(EXERCISE INSTRUCTIONS) Quote the lines of the records below verbatim, starting at the line that contains "Task: tag the wall" and ending at the line that contains "x=63, y=152", with both of those lines included.

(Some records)

--------------------------------

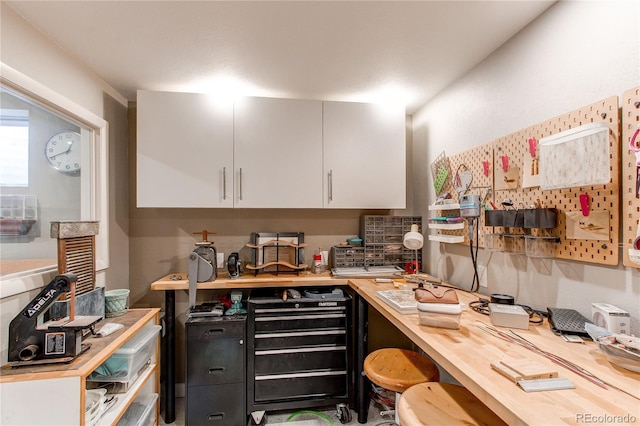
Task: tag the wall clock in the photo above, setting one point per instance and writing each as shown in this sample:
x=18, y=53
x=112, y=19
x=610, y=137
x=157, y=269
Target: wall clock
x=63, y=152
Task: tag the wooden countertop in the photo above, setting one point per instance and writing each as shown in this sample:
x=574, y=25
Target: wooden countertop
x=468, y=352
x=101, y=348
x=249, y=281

--------------------------------

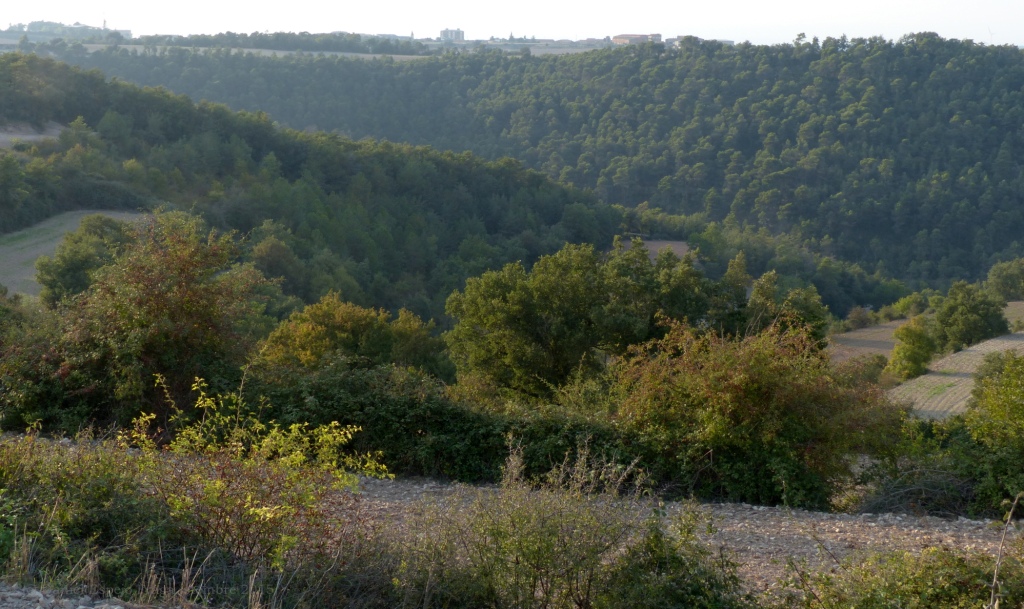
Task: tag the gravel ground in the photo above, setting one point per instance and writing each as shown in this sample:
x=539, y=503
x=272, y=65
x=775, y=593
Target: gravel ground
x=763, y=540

--------------------------------

(SOLUTION FOR THIS PROBLEM)
Task: tag the wall clock in the photo above, setting one point per instance and writing each as shown in this sample:
x=18, y=53
x=112, y=19
x=610, y=137
x=157, y=269
Target: wall clock
x=63, y=152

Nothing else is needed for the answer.